Verschillende opleidingsroutes
Er is een verscheidenheid aan opleidingsroutes. Helaas is het voor potentiële collega’s niet duidelijk welke route gevolgd moet worden en wat daarvan de consequenties zijn ten aanzien van carrièreperspectief en doorgroeimogelijkheden. Hier moet verandering
in komen. De experts geven aan dat verschillende opleidingsroutes geen probleem hoeven te zijn. Echter moet er wel een gedegen basisopleiding komen
die uitwisseling tussen beroepen in de acute as en verpleegkunde mogelijk maakt. De bevoegdheden moeten na deze verschillende opleidingen voor dezelfde functies gelijkwaardig zijn. Aansluiting bij
de kern van de beroepsprofielen en care zorg zijn uitgangspunt. Dit behoudt medewerkers voor de
zorg en maakt werken op de OK en in aanpalende beroepen aantrekkelijker
CZO-flex level
Een opleidingsinstrument dat goed zou kunnen helpen als bouwsteen van flexibel opleiden is CZO-Flex. Werken met opleidings- en professionele kwaliteitsbouwstenen, ook wel EPA genoemd, kunnen hierbij helpen.
Om de bouwstenen voor de OK beroepen verder vorm te geven gaan NVAM en LVO in gesprek met V&VN en CZO-flex om te bezien of de reeds bestaande EPA’s kunnen worden aangevuld zodat uitwisseling tussen verpleeg- kundige functies in de acute as snelle mogelijk gemaakt kunnen worden. De beroepsverenigingen zien potentie in CZO-flex mits dit instrument goed wordt ingezet en de EPA’s goed zijn beschreven
Tekorten
Door beter op te leiden worden er acuut geen tekorten opgelost. Wel kan door een betere positionering en aansluiting van opleidingen op de praktijk een slag gemaakt worden, zo geven de experts aan. Voorbeelden hiervan zijn: uitwisseling van anesthesiemedewerkers en sedatiespecialisten met IC; SEH en ambulance-medewerkers met operatieassistenten en radiodiagnostisch laboranten, hartfunctie en interventieradiologie.
Is zowel slimmer en efficiënter werken en uitwisseling mogelijk? Ja, dit maakt dat de winst in de toekomst kan zitten in kwalitatief breed inzetbare medewerkers en niet in verzuild opgeleide professionals. Dit doet geen afbreuk aan de autonomie van de beroepen en uitwisseling zal altijd een keuze van de zorgprofessional blijven als het aan de beroepsverenigingen ligt.

### Gegeven items
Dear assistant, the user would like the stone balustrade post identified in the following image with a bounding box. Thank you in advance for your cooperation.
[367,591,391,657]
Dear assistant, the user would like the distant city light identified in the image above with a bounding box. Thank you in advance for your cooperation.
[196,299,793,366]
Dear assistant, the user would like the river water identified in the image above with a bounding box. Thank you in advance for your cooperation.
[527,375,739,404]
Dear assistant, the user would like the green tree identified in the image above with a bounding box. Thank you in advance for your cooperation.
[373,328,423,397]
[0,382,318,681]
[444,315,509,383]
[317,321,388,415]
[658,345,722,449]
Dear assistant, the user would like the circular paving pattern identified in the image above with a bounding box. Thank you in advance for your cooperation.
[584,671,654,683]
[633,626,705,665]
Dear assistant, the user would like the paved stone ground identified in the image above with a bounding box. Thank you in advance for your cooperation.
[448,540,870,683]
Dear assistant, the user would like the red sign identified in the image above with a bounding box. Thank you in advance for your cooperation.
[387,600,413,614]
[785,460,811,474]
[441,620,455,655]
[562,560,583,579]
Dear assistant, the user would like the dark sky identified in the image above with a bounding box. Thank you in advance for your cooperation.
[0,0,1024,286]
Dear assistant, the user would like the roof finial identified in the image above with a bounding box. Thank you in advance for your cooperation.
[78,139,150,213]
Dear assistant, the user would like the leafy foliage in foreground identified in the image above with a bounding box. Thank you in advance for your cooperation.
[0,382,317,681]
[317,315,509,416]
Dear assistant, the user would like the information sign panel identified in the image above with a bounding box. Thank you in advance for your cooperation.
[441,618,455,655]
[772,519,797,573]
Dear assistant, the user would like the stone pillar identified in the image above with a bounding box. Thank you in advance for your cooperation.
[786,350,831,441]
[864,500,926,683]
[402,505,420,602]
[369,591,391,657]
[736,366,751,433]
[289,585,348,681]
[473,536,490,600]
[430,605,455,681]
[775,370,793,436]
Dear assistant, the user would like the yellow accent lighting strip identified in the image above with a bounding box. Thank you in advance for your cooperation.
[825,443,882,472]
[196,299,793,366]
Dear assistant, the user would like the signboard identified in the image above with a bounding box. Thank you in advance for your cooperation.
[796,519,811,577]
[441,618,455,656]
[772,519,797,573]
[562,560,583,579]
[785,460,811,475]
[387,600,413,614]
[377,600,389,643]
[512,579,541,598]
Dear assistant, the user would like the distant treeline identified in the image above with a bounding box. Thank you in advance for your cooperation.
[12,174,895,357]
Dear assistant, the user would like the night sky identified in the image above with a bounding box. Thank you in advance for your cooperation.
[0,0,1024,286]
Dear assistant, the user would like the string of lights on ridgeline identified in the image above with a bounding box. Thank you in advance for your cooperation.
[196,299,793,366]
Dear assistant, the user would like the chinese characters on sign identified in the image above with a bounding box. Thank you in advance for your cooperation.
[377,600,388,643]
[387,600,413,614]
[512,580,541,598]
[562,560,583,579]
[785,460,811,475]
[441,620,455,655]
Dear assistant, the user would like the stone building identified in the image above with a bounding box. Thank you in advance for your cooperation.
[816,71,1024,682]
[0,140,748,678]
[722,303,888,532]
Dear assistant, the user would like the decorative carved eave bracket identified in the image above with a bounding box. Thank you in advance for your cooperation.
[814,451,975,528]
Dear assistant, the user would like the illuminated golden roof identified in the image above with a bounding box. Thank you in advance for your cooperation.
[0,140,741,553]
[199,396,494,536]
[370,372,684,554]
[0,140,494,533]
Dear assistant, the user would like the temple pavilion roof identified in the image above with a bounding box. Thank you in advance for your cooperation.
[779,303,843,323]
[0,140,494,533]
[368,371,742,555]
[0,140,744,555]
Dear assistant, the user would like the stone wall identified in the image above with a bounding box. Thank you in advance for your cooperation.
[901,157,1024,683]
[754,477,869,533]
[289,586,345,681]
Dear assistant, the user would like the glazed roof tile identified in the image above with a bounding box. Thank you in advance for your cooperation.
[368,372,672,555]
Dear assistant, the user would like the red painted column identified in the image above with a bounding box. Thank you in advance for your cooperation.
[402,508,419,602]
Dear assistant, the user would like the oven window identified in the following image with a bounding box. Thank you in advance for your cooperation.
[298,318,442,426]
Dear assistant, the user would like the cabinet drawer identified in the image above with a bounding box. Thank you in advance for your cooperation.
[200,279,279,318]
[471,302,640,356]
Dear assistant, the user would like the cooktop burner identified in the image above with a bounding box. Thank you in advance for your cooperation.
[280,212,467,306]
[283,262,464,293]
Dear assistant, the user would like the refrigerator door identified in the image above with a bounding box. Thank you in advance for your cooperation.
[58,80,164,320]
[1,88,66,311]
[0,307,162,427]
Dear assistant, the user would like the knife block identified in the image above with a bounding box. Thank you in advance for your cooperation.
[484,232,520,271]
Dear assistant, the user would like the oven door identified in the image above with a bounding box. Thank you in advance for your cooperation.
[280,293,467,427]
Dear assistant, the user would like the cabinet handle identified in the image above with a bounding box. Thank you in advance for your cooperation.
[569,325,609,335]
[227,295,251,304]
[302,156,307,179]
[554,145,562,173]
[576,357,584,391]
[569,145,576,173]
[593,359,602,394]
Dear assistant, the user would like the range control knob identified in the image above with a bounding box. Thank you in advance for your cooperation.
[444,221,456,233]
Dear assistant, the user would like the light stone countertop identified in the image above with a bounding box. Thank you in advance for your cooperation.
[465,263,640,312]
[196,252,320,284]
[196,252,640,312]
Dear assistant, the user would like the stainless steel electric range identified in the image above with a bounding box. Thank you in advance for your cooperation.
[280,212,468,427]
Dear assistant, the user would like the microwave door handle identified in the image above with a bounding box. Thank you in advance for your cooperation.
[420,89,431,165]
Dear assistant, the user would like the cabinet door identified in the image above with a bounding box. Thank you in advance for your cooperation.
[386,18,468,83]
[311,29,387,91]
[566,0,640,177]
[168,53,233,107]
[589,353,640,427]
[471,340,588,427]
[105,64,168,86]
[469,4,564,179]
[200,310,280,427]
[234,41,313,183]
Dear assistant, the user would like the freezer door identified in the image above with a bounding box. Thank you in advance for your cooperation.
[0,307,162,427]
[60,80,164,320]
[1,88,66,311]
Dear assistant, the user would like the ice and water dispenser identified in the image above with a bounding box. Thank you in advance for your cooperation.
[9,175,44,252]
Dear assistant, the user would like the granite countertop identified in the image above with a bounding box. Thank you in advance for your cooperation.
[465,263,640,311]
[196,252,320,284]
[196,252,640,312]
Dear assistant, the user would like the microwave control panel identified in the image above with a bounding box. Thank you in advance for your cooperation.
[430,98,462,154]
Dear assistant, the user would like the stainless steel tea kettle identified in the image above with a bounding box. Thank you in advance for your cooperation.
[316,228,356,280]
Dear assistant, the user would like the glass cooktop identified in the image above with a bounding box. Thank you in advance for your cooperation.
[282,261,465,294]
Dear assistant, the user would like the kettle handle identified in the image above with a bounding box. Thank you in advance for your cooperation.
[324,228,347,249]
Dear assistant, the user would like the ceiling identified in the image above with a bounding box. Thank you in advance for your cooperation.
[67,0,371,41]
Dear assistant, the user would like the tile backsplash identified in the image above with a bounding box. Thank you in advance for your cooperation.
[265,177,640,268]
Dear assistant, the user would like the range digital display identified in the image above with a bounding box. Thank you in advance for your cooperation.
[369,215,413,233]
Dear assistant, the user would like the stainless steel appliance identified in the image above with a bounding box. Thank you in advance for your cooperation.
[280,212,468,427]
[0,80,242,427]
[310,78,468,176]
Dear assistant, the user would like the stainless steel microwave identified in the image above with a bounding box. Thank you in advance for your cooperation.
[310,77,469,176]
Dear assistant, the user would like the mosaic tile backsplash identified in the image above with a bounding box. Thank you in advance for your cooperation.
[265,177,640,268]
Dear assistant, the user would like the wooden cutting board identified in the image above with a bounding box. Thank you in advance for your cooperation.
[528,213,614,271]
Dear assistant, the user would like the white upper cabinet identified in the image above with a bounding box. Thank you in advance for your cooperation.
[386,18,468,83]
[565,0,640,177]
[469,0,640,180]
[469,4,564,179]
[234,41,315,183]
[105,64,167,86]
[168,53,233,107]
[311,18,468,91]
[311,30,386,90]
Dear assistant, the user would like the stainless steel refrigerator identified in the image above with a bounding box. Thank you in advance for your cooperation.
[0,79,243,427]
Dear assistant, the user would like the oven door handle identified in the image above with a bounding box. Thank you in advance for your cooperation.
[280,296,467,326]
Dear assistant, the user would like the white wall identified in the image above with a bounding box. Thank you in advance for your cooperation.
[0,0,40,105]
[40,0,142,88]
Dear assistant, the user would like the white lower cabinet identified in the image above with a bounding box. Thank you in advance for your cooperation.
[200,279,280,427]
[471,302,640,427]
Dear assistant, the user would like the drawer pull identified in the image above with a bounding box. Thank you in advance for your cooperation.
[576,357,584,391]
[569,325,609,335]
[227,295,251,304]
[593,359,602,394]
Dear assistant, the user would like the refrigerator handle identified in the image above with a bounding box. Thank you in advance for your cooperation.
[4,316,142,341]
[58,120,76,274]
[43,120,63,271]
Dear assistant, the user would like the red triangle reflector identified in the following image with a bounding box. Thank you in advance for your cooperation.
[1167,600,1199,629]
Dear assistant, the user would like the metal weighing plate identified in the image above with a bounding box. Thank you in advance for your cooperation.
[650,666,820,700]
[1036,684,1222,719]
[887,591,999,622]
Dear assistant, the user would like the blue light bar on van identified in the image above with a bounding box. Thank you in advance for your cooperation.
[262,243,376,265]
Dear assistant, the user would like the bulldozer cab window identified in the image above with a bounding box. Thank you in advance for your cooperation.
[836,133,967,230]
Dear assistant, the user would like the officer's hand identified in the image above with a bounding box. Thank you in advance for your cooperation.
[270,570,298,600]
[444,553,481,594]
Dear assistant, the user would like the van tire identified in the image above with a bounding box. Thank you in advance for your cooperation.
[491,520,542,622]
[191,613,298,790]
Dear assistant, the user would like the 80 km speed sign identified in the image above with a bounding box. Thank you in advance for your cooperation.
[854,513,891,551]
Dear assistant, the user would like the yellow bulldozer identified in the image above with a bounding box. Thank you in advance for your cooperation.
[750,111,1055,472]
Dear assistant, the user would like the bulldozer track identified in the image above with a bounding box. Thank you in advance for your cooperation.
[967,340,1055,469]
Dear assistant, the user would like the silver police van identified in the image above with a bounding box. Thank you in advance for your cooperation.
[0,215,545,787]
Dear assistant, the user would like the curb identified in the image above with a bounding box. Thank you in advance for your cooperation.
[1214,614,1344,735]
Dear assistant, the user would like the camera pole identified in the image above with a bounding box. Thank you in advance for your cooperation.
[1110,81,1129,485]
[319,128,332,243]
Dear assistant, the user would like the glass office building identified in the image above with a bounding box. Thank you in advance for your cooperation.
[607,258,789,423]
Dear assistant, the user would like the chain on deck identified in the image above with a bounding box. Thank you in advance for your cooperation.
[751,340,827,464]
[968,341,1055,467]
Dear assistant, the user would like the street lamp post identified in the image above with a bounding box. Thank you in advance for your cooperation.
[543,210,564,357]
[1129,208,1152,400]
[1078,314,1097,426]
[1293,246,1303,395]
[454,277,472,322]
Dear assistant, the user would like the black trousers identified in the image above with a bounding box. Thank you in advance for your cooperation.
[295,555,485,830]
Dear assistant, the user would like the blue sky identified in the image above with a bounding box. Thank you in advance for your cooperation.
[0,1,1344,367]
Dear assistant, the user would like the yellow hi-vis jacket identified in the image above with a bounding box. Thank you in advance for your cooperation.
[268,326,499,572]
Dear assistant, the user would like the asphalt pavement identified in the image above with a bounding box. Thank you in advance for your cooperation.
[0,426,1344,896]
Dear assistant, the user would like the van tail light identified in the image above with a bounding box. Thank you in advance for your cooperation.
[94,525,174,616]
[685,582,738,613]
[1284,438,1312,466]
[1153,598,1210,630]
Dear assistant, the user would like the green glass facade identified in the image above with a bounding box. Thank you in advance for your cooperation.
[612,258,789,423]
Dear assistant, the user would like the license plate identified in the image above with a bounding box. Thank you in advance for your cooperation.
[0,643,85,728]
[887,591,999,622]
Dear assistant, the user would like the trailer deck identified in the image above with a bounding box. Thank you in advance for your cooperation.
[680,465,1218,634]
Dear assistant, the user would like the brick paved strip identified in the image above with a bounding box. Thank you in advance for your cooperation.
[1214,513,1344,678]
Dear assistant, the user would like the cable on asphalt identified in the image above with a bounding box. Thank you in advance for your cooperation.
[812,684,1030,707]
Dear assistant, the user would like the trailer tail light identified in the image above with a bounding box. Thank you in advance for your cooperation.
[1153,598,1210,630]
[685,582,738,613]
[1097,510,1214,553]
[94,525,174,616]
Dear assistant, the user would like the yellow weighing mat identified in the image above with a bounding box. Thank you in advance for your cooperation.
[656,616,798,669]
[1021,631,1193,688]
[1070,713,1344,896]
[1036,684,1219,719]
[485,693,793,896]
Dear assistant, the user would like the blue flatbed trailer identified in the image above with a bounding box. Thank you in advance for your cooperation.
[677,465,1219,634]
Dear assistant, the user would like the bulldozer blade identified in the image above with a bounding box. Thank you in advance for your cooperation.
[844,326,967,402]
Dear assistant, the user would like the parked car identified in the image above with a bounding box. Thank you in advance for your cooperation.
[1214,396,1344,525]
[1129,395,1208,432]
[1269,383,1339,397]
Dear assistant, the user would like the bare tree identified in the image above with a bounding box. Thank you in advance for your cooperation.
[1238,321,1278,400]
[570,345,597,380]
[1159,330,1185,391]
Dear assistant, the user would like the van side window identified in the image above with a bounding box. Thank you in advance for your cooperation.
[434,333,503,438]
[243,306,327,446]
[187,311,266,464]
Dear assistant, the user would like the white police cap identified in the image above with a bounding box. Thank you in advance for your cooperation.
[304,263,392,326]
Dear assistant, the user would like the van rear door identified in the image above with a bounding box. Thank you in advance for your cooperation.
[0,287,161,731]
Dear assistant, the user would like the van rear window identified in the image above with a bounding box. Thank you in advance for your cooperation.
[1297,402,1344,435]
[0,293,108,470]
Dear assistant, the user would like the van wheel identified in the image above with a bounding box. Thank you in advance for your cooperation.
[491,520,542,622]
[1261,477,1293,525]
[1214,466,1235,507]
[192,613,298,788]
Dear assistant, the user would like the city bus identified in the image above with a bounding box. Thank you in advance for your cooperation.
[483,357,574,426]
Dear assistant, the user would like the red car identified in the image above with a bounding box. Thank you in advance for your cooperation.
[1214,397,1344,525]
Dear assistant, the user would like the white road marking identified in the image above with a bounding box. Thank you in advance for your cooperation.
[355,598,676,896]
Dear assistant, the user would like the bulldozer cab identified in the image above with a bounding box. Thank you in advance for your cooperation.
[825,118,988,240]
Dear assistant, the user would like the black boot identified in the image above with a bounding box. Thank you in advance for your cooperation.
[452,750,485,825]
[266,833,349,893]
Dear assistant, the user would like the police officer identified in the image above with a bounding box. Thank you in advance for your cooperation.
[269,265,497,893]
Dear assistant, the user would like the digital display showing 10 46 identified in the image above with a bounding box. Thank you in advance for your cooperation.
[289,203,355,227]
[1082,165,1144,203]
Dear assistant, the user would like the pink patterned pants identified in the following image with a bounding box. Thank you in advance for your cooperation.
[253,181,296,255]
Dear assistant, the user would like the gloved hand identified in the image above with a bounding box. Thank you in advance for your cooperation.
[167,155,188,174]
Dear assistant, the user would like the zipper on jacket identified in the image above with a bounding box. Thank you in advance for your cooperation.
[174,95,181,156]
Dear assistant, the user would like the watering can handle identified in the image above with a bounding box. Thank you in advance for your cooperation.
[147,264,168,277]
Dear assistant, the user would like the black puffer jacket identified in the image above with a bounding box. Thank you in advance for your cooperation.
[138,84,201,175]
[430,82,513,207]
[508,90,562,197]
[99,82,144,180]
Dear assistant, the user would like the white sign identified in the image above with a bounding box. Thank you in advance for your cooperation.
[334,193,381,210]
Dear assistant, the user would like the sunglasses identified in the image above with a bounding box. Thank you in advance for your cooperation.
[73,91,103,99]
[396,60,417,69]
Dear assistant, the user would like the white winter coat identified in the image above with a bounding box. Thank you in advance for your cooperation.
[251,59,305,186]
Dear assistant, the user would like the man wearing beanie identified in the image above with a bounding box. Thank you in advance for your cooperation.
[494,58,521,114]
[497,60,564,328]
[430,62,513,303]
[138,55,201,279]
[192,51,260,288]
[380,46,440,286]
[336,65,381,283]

### Opdrachten
[1] Noem alle tussenkopjes uit het fragment over opleidingsroutes.
[2] Pak de draad van het fragment over opleidingsroutes op en schrijf een vervolg na de laatste zin.
De items staan los van het fragment over opleidingsroutes en zijn apart materiaal.

### Antwoorden
[1]
Verschillende opleidingsroutes
CZO-flex level
Tekorten

[2]
Nieuwe opleidingen
Nieuwe opleidingen, zoals de HBOV-technische stroom en BMH, die nu tien jaar bestaan, hebben laten zien dat er potentie kan zitten en dat er capaciteit is om meer op te leiden. Stageplekken zijn nog wel steeds een groot probleem. Er kan meer worden opgeleid. Er is een potentieel aan 1500 studenten per jaar voor de OK route.
De HBOV-t heeft het afgelopen decennium veel nieuwe zorgprofessionals afgeleverd die klaar zijn voor de toekomst.
Ook de mogelijkheid van een verpleegkundige die een verkort traject doorloopt tot een goed inzetbare operatieassistent of anesthesiemedewerker heeft zijn meerwaarde laten zien. Tevens zien we hierbij dat er minder uitval is tijdens de opleiding. Daarnaast is er een trend dat steeds meer ziekenhuizen een verpleegkundig diploma vragen om in te kunnen stromen in de in-service opleiding.
Helaas constateren LVO en NVAM ook dat niet alle initiatieven leiden tot succes. De BMH heeft in tien
jaar tijd gemiddeld slechts vier CZO-gediplomeerde professionals per jaar geleverd heeft voor Anesthesie en twee voor de Chirurgie. LVO en NVAM zien, in lijn met het de Raad van State, geen meerwaarde voor de BMH als aanvulling op de operatiekamer.
Versnippering van opleidingen en beroepen helpen niet en lossen de tekorten niet op.
Gediplomeerde collega's
LVO en NVAM staan voor alle OK professionals, dus ook voor de huidige gediplomeerden. Ook al gaan
de ontwikkelingen door, dit mag geen consequenties hebben voor de kansen op professionele ontwikkeling. LVO en NVAM pleiten in de discussie voor gelijkheid. Ze wil oplossingen voor degenen die bijvoorbeeld geen verpleegkundig diploma hebben. Het beroepsprofiel biedt daarvoor voldoende ruimte. Dit onderwerp wordt zeker meegenomen in de vervolggesprekken. Denk hierbij aan de mogelijkheid dat OK professionals die dat wensen de mogelijkheid krijgen om in een verkort traject een verpleegkundig diploma te halen.